§ **What to do**: Nothing in the entries may differ when you return them.

:: Records for this exercise

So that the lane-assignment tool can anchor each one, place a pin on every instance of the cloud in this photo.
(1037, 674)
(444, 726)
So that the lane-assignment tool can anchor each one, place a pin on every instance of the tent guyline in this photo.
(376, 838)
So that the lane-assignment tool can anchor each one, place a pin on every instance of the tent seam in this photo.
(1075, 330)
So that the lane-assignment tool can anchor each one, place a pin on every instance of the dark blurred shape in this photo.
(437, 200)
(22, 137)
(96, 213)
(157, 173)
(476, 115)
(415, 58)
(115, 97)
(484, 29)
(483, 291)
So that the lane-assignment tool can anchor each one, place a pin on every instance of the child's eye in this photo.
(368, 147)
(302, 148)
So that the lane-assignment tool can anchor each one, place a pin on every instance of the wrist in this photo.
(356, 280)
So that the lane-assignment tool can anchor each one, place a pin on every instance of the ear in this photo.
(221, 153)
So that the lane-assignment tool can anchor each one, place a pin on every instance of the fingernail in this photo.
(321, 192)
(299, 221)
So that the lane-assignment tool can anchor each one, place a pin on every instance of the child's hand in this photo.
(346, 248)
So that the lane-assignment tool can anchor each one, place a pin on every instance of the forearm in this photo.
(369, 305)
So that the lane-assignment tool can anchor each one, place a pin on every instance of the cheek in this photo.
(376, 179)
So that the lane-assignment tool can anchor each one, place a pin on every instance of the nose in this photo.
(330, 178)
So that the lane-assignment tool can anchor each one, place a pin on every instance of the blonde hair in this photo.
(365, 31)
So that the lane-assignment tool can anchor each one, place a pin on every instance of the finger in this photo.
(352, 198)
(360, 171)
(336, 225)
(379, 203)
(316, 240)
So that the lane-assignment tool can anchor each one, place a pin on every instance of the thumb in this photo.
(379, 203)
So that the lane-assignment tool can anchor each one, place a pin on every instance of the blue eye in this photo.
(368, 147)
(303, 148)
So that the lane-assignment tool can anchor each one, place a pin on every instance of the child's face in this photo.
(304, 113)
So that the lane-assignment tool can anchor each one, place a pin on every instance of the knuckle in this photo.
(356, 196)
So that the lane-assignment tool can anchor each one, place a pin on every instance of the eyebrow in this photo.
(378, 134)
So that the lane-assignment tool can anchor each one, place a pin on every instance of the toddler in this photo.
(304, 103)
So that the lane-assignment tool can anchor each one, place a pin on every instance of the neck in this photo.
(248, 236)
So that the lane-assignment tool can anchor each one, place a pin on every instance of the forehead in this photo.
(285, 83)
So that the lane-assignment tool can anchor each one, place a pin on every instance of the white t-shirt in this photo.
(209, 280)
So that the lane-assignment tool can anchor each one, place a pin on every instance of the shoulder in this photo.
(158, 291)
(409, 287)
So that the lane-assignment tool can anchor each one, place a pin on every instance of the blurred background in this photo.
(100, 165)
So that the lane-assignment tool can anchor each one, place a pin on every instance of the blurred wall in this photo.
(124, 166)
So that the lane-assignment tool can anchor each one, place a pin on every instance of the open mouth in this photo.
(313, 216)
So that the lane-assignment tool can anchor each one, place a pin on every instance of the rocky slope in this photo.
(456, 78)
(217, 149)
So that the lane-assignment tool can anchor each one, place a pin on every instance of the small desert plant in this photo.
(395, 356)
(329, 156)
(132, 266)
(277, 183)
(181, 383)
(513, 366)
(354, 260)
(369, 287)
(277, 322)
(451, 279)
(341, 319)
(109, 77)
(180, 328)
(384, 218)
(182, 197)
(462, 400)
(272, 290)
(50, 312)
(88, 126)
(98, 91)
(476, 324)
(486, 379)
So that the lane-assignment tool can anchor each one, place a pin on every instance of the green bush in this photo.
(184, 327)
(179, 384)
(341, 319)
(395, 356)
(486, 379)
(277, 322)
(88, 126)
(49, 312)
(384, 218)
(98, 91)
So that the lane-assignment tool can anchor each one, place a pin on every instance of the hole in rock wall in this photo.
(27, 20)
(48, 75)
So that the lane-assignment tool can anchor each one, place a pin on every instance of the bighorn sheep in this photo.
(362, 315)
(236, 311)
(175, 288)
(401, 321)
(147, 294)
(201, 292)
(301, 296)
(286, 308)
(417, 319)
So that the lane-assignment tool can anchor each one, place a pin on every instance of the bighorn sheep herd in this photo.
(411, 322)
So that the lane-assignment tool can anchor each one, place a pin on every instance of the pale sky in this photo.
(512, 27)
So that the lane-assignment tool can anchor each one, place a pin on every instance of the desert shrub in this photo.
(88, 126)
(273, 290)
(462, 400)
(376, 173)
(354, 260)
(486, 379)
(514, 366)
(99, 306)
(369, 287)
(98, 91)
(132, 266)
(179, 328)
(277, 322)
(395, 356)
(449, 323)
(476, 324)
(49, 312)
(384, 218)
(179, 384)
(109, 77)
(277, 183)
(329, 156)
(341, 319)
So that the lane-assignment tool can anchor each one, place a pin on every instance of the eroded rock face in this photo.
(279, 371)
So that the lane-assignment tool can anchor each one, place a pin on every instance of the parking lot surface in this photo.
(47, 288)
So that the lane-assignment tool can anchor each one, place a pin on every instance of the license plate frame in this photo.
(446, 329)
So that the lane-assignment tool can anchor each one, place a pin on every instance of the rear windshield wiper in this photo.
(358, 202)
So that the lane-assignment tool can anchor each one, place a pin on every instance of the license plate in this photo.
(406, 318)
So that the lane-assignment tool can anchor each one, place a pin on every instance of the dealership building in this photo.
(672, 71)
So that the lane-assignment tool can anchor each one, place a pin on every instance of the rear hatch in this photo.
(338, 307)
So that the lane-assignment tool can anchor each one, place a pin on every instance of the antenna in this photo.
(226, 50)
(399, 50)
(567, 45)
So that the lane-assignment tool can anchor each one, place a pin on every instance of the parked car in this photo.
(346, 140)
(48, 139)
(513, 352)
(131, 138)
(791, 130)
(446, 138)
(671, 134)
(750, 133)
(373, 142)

::::

§ **Solved problem**:
So that the lane-assignment tool can anchor each one, place a pin on every instance of the cloud in this photo.
(1037, 674)
(444, 726)
So that the lane-assignment tool can anchor each one, place a pin on every instance of the tent guyline in this photo.
(376, 838)
So that the lane-assignment tool can anchor each one, place a pin on every instance of the tent seam in this photo.
(1075, 330)
So that the lane-assignment tool can anchor each one, place a pin on every instance of the dark blurred shape in this photo.
(437, 200)
(22, 137)
(96, 213)
(157, 173)
(476, 115)
(415, 58)
(115, 97)
(484, 29)
(483, 291)
So that the lane-assignment tool can anchor each one, place a pin on every instance of the child's eye in this photo.
(368, 147)
(302, 148)
So that the lane-assignment tool can anchor each one, place a pin on every instance of the wrist in this photo.
(356, 280)
So that the lane-assignment tool can anchor each one, place a pin on every instance of the ear in this photo.
(221, 153)
So that the lane-assignment tool can anchor each one, place a pin on every instance of the fingernail in this photo.
(321, 192)
(299, 221)
So that the lane-assignment tool can anchor each one, place a pin on every instance of the child's hand in this photo.
(346, 248)
So that the lane-assignment tool can anchor each one, place a pin on every instance of the forearm in this photo.
(369, 305)
So that the lane-assignment tool can anchor each one, place a pin on every instance of the cheek in this photo.
(376, 179)
So that the lane-assignment tool can anchor each one, place a pin on every instance of the nose in this photo.
(330, 178)
So that the lane-assignment tool can anchor each one, place a pin on every instance of the blonde hair in this photo.
(365, 31)
So that the lane-assignment tool can anchor each one, place a pin on every instance of the finger in this photo.
(352, 198)
(360, 171)
(336, 225)
(379, 203)
(316, 240)
So that the lane-assignment tool can anchor each one, place a pin on every instance of the thumb in this photo.
(379, 203)
So that the lane-assignment tool can anchor each one, place a pin on every instance of the blue eye in this photo.
(368, 147)
(303, 148)
So that the lane-assignment tool can anchor each one, place a pin on every instance of the child's face in this photo.
(304, 113)
So that the lane-assignment tool can anchor each one, place a pin on every instance of the knuckle in this photo.
(356, 196)
So that the lane-assignment tool can anchor each one, place a pin on every instance of the eyebrow in this photo.
(378, 134)
So that the lane-assignment tool can anchor each one, place a pin on every instance of the toddler in this photo.
(304, 103)
So that the lane-assignment tool can anchor each one, place a pin on every instance of the neck in this photo.
(248, 236)
So that the lane-assignment tool can anchor each one, place a pin on every instance of the forehead in this photo.
(285, 83)
So that the lane-assignment tool can anchor each one, place a pin on every instance of the white t-shirt in this photo.
(209, 280)
So that the lane-assignment tool can anchor each one, place a pin on every instance of the shoulder in this photo.
(158, 291)
(409, 287)
So that the lane-assignment tool can anchor each one, place a pin on every instance of the blurred background in this photo.
(100, 165)
So that the lane-assignment tool can anchor each one, place a pin on every instance of the blurred wall in this photo.
(124, 166)
So that the lane-assignment tool can anchor each one, place a pin on every instance of the open mouth in this photo.
(313, 216)
So that the lane-assignment tool can anchor each one, place a pin on every instance of the rocky slope in this photo.
(456, 78)
(217, 149)
So that the lane-assignment tool can anchor each one, place a pin on every instance of the small desert plant in this photo.
(395, 356)
(329, 156)
(132, 266)
(277, 183)
(181, 383)
(513, 366)
(354, 260)
(369, 287)
(277, 322)
(451, 279)
(341, 319)
(109, 77)
(180, 328)
(384, 218)
(182, 197)
(462, 400)
(272, 290)
(50, 312)
(88, 126)
(98, 91)
(476, 324)
(486, 379)
So that the lane-assignment tool can anchor each one, place a pin on every instance of the green bush in this photo.
(184, 327)
(179, 384)
(341, 319)
(395, 356)
(486, 379)
(277, 322)
(88, 126)
(49, 312)
(384, 218)
(98, 91)
So that the lane-assignment tool can anchor each one, place a pin on every instance of the hole in rock wall in this photo.
(27, 20)
(48, 75)
So that the lane-assignment tool can anchor each one, place a pin on every instance of the bighorn sheep in this photo.
(362, 315)
(236, 311)
(175, 288)
(401, 321)
(147, 294)
(201, 292)
(301, 296)
(286, 308)
(417, 319)
So that the lane-assignment tool can anchor each one, place a pin on every instance of the bighorn sheep herd in this photo.
(411, 322)
So that the lane-assignment tool can anchor each one, place a pin on every instance of the pale sky in this photo.
(512, 27)
So that the lane-assignment tool can anchor each one, place a pin on every instance of the desert shrub in this photo.
(88, 126)
(273, 290)
(462, 400)
(376, 173)
(354, 260)
(486, 379)
(514, 366)
(99, 306)
(369, 287)
(98, 91)
(132, 266)
(179, 328)
(277, 322)
(395, 356)
(449, 323)
(476, 324)
(49, 312)
(384, 218)
(179, 384)
(109, 77)
(277, 183)
(329, 156)
(341, 319)
So that the lane-assignment tool can anchor each one, place a pin on every instance of the eroded rock face in this photo.
(279, 371)
So that the lane-assignment tool can anchor each one, place a pin on every instance of the parking lot surface in this photo.
(47, 288)
So that the lane-assignment tool can anchor each one, place a pin on every instance of the license plate frame in this photo.
(446, 329)
So that the lane-assignment tool can anchor each one, place a pin on every instance of the rear windshield wiper in this photo.
(358, 202)
So that the lane-assignment tool can anchor each one, place a pin on every instance of the license plate in this photo.
(406, 318)
So that the lane-assignment tool can anchor each one, place a pin on every instance of the dealership building in this photo.
(672, 71)
So that the lane-assignment tool can anchor each one, place a pin on every instance of the rear hatch in this photo.
(338, 307)
So that the lane-assignment tool can anchor each one, place a pin on every instance of the antenna in this photo.
(226, 50)
(399, 50)
(567, 45)
So that the lane-assignment tool can anchor each one, place a pin on every instance of the parked car in this photo.
(346, 140)
(48, 139)
(513, 352)
(131, 138)
(791, 130)
(446, 138)
(671, 134)
(750, 133)
(373, 142)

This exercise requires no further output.